• _EXERCISE DETAILS_
If a picture appears, leave it out, and reproduce exactly the lines from the start of the listing below through the one bearing "positive clicks: (309, 267)".
----- DATA RECORDS -----
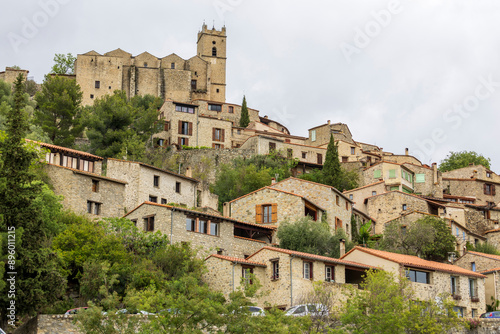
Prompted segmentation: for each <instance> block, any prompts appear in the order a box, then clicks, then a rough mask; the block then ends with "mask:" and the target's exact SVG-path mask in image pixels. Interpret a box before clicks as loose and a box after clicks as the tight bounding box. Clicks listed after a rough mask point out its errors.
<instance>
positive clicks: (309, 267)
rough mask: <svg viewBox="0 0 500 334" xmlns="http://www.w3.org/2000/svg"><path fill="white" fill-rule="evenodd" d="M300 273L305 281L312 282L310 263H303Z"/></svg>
mask: <svg viewBox="0 0 500 334" xmlns="http://www.w3.org/2000/svg"><path fill="white" fill-rule="evenodd" d="M302 273H303V277H304V278H305V279H310V280H312V262H306V261H304V263H303V269H302Z"/></svg>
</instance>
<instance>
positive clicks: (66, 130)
mask: <svg viewBox="0 0 500 334" xmlns="http://www.w3.org/2000/svg"><path fill="white" fill-rule="evenodd" d="M35 100H36V102H37V104H38V108H37V110H36V111H35V122H36V123H37V124H38V125H40V126H41V128H42V130H43V131H44V132H45V133H46V134H47V136H48V137H49V138H50V140H51V141H52V142H53V143H54V144H55V145H61V146H65V147H71V146H73V144H74V142H75V139H76V137H78V136H80V135H81V134H82V131H83V124H82V119H81V116H82V107H81V102H82V91H81V90H80V86H79V85H78V84H77V83H76V80H74V79H69V78H66V77H62V76H50V75H47V76H45V81H44V82H43V84H42V87H41V91H40V92H37V93H36V95H35Z"/></svg>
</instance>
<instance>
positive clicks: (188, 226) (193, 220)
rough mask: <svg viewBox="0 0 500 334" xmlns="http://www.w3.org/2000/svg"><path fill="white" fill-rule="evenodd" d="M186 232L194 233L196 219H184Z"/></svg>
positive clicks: (193, 218)
mask: <svg viewBox="0 0 500 334" xmlns="http://www.w3.org/2000/svg"><path fill="white" fill-rule="evenodd" d="M186 230H187V231H193V232H194V231H196V219H194V218H186Z"/></svg>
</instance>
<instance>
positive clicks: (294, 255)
mask: <svg viewBox="0 0 500 334" xmlns="http://www.w3.org/2000/svg"><path fill="white" fill-rule="evenodd" d="M263 249H268V250H270V251H274V252H280V253H285V254H289V255H293V256H295V257H300V258H303V259H308V260H315V261H321V262H328V263H335V264H343V265H346V266H351V267H358V268H363V269H377V268H376V267H373V266H370V265H366V264H363V263H358V262H353V261H346V260H341V259H336V258H333V257H328V256H321V255H316V254H309V253H303V252H297V251H292V250H289V249H284V248H277V247H269V246H265V247H262V248H261V249H259V250H258V251H256V252H255V253H253V254H252V255H250V256H249V257H248V258H247V259H250V258H251V257H252V256H254V255H255V254H257V253H259V252H260V251H262V250H263Z"/></svg>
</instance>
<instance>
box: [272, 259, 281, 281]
mask: <svg viewBox="0 0 500 334" xmlns="http://www.w3.org/2000/svg"><path fill="white" fill-rule="evenodd" d="M271 264H272V267H273V274H272V276H271V280H277V279H279V278H280V261H279V259H278V260H274V261H271Z"/></svg>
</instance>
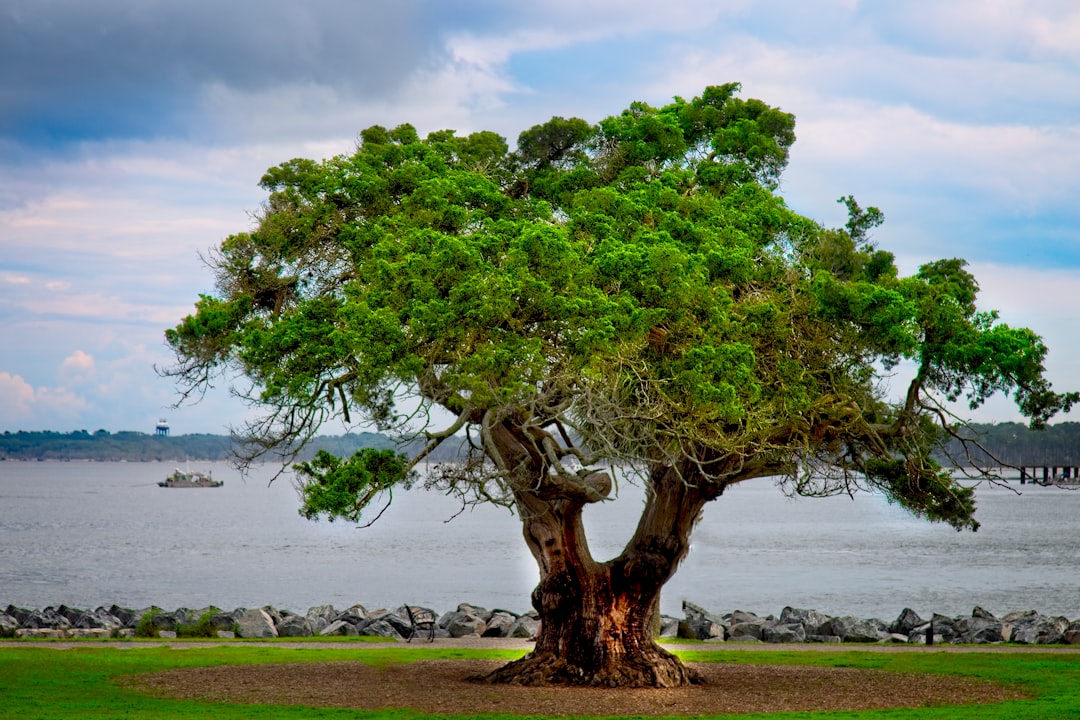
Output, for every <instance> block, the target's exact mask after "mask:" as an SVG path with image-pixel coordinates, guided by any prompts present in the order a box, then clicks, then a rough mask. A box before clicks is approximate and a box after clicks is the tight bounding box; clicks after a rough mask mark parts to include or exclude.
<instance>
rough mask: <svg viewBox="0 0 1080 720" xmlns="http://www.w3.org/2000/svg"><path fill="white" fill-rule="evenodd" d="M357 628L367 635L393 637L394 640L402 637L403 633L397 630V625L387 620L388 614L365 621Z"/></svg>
mask: <svg viewBox="0 0 1080 720" xmlns="http://www.w3.org/2000/svg"><path fill="white" fill-rule="evenodd" d="M356 629H357V630H360V634H361V635H366V636H368V637H375V638H392V639H394V640H401V639H402V635H401V633H399V631H397V628H396V627H394V626H393V625H391V624H390V623H389V622H387V617H386V616H384V617H380V619H378V620H374V621H372V622H369V623H365V624H364V625H363V626H362V627H359V628H356Z"/></svg>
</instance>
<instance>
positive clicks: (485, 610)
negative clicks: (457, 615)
mask: <svg viewBox="0 0 1080 720" xmlns="http://www.w3.org/2000/svg"><path fill="white" fill-rule="evenodd" d="M458 612H463V613H465V614H469V615H473V616H475V617H480V619H481V620H483V621H484V622H485V623H486V622H487V621H488V620H489V619H490V617H491V614H492V612H491V611H490V610H488V609H487V608H480V607H476V606H474V604H469V603H468V602H462V603H461V604H459V606H458Z"/></svg>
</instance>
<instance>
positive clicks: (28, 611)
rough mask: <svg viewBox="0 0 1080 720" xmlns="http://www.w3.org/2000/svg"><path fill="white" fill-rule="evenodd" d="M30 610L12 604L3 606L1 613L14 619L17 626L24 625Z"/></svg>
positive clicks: (24, 626)
mask: <svg viewBox="0 0 1080 720" xmlns="http://www.w3.org/2000/svg"><path fill="white" fill-rule="evenodd" d="M31 612H33V611H32V610H27V609H26V608H16V607H15V606H13V604H10V606H8V607H6V608H4V611H3V614H5V615H8V616H9V617H13V619H14V620H15V624H16V625H18V626H19V627H25V626H26V619H27V617H29V616H30V613H31Z"/></svg>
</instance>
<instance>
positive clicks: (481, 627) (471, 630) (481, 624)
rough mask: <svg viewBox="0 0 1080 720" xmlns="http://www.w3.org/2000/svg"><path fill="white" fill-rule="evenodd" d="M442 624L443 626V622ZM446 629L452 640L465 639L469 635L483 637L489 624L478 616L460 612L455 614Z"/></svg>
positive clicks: (450, 617)
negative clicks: (485, 630)
mask: <svg viewBox="0 0 1080 720" xmlns="http://www.w3.org/2000/svg"><path fill="white" fill-rule="evenodd" d="M440 624H441V625H442V621H440ZM444 627H445V628H446V631H447V633H449V634H450V637H451V638H463V637H465V636H468V635H483V634H484V630H486V629H487V623H485V622H484V621H483V620H482V619H481V617H477V616H476V615H473V614H470V613H468V612H463V611H461V610H458V611H456V612H454V613H453V616H451V617H450V620H449V622H448V623H447V624H446V625H445V626H444Z"/></svg>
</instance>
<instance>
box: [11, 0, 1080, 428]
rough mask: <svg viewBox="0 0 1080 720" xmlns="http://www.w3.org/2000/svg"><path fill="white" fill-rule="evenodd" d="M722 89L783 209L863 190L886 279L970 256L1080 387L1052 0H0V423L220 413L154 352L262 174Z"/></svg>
mask: <svg viewBox="0 0 1080 720" xmlns="http://www.w3.org/2000/svg"><path fill="white" fill-rule="evenodd" d="M732 81H735V82H740V83H742V89H743V92H742V96H743V97H756V98H760V99H762V100H765V101H766V103H768V104H770V105H773V106H778V107H780V108H781V109H783V110H785V111H787V112H792V113H794V114H795V117H796V134H797V137H798V139H797V141H796V144H795V146H794V147H793V150H792V153H791V162H789V164H788V168H787V171H786V173H785V175H784V178H783V181H782V187H781V192H782V193H783V195H784V198H785V200H786V202H787V203H788V204H789V205H791V206H792V207H793V208H795V209H796V210H798V212H799V213H801V214H804V215H807V216H809V217H812V218H814V219H816V220H818V221H820V222H822V223H824V225H826V226H840V225H842V223H843V220H845V209H843V207H842V206H840V205H838V204H837V202H836V201H837V199H838V198H840V196H841V195H848V194H853V195H854V196H855V198H856V199H858V200H859V202H860V203H861V204H862V205H864V206H866V205H874V206H877V207H879V208H880V209H881V210H882V212H883V213H885V216H886V223H885V225H883V226H882V227H881V228H878V229H877V230H876V231H875V234H874V240H875V242H877V243H878V245H879V246H880V247H881V248H883V249H888V250H890V252H892V253H894V254H895V256H896V260H897V263H899V264H900V267H901V270H902V271H904V272H913V271H914V270H915V269H916V268H918V266H919V264H920V263H922V262H926V261H928V260H932V259H936V258H943V257H962V258H966V259H967V260H968V261H969V263H970V269H971V270H972V272H973V273H974V274H975V276H976V277H977V279H978V282H980V285H981V287H982V294H981V299H980V305H981V308H983V309H997V310H999V311H1000V312H1001V317H1002V320H1003V321H1004V322H1008V323H1009V324H1010V325H1021V326H1026V327H1030V328H1032V329H1034V330H1035V331H1036V332H1038V334H1039V335H1041V336H1042V337H1043V338H1044V339H1045V341H1047V343H1048V345H1049V347H1050V354H1049V356H1048V362H1047V365H1048V372H1049V376H1050V378H1051V380H1052V381H1053V382H1054V384H1055V386H1056V388H1057V389H1059V390H1078V389H1080V332H1077V331H1076V328H1077V320H1078V317H1080V310H1078V308H1080V202H1078V198H1080V3H1077V2H1076V1H1075V0H948V1H947V2H943V1H942V0H905V1H904V2H889V1H887V0H878V1H865V0H773V1H771V2H753V1H752V0H685V1H680V0H667V1H666V2H656V1H654V0H625V1H622V2H616V1H615V0H590V1H589V2H581V1H580V0H530V2H528V3H524V2H522V3H510V2H504V1H501V0H474V1H461V2H458V1H455V0H386V1H384V0H369V1H367V2H361V1H350V0H295V1H293V0H230V1H229V2H220V1H219V0H218V1H215V2H210V1H207V0H183V1H180V0H94V1H93V2H87V1H86V0H0V432H3V431H11V432H14V431H17V430H52V431H59V432H70V431H76V430H87V431H90V432H95V431H96V430H99V429H102V430H107V431H109V432H117V431H122V430H129V431H131V430H134V431H143V432H152V431H153V426H154V424H156V423H157V421H158V420H159V419H165V420H167V421H168V422H170V424H171V426H172V429H173V433H174V434H188V433H225V432H228V429H229V427H230V426H234V425H239V424H241V423H242V422H243V420H244V418H245V417H246V416H247V413H248V412H249V410H248V409H247V408H246V407H245V406H244V405H243V403H241V400H239V399H237V398H235V397H233V396H231V395H230V394H229V392H228V388H227V383H224V384H221V385H220V386H217V388H215V389H213V390H212V391H211V392H210V393H207V395H206V396H205V397H204V398H203V400H202V402H201V403H198V404H194V405H184V406H181V407H179V408H176V407H173V406H174V404H175V402H176V400H177V394H176V388H175V386H174V385H173V384H172V383H171V381H170V380H167V379H163V378H161V377H159V375H158V373H157V372H156V369H154V368H156V367H164V366H168V365H170V364H171V362H172V361H173V357H172V355H171V354H170V351H168V349H167V347H166V345H165V344H164V339H163V334H164V330H165V328H168V327H173V326H175V325H176V324H177V323H178V322H179V321H180V320H181V318H183V317H184V316H185V315H187V314H188V313H190V312H191V311H192V310H193V303H194V301H195V300H197V299H198V297H199V295H200V294H203V293H213V275H212V273H211V272H210V270H208V269H207V268H206V267H205V264H204V263H203V261H202V257H204V256H205V255H206V254H207V252H208V250H210V249H211V248H213V247H214V246H216V245H217V244H218V243H219V242H220V241H221V240H222V239H224V237H225V236H227V235H228V234H230V233H234V232H240V231H243V230H248V229H251V228H252V226H253V223H254V219H253V218H254V217H255V215H256V214H257V213H258V212H259V208H260V207H261V203H262V202H264V201H265V200H266V194H265V192H264V191H261V190H260V189H259V188H258V187H257V182H258V179H259V177H260V176H261V174H262V173H264V172H265V171H266V169H267V168H268V167H271V166H273V165H276V164H279V163H281V162H284V161H286V160H289V159H292V158H300V157H302V158H315V159H321V158H327V157H333V155H336V154H339V153H345V152H349V151H350V150H351V149H352V148H353V147H354V145H355V141H356V139H357V137H359V134H360V131H361V130H363V128H365V127H367V126H370V125H374V124H380V125H384V126H394V125H397V124H400V123H403V122H409V123H411V124H414V125H415V126H416V127H417V128H418V130H419V131H420V133H421V135H422V134H426V133H427V132H430V131H434V130H441V128H447V127H449V128H455V130H457V131H458V132H459V133H470V132H474V131H480V130H490V131H495V132H498V133H500V134H501V135H503V136H505V137H508V138H509V139H510V141H511V145H513V144H514V142H515V140H516V137H517V135H518V134H519V133H521V132H522V131H523V130H526V128H528V127H530V126H531V125H535V124H538V123H541V122H544V121H545V120H548V119H550V118H551V117H553V116H562V117H580V118H583V119H585V120H588V121H590V122H596V121H598V120H600V119H602V118H605V117H607V116H610V114H617V113H618V112H620V111H621V110H622V109H623V108H625V107H626V106H627V105H629V104H630V103H631V101H634V100H644V101H646V103H649V104H650V105H663V104H665V103H666V101H669V100H670V99H671V98H672V97H674V96H681V97H687V98H689V97H693V96H694V95H698V94H700V93H701V91H702V90H703V89H704V87H705V86H706V85H715V84H721V83H726V82H732ZM972 417H973V418H974V419H975V420H978V421H985V422H993V421H1009V420H1016V419H1018V416H1017V413H1016V412H1015V410H1014V409H1013V407H1012V405H1011V404H1010V403H1009V402H1008V400H1007V399H1005V398H995V399H993V400H991V402H989V403H988V404H987V405H986V406H985V407H984V408H983V409H981V410H980V411H977V412H975V413H973V416H972ZM1063 419H1065V420H1069V419H1071V418H1069V417H1068V416H1065V417H1064V418H1063ZM1078 419H1080V418H1078ZM332 432H333V431H332Z"/></svg>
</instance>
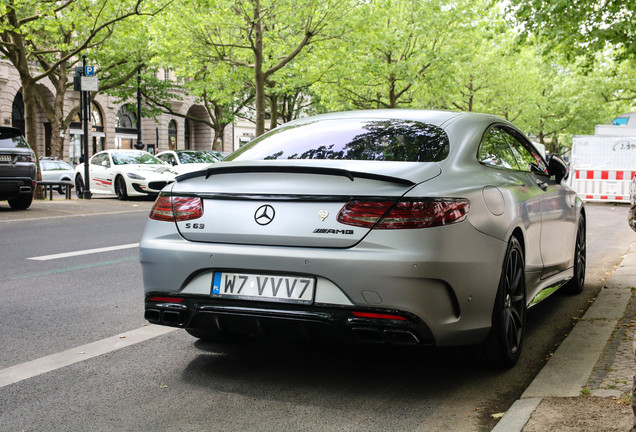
-----
• _TASK RESPONSE_
Prompted segmentation: for each <instance> block, any prompts appear in the order a box, then clicks, then a rough mask; the block then ends with "mask:" and the target's exact SVG-path mask in image pixels. Interpret a box before clicks as loose and a box after clicks as the tight bounding box. Clicks listed after a rough mask point out its errors.
<instance>
positive clicks: (309, 267)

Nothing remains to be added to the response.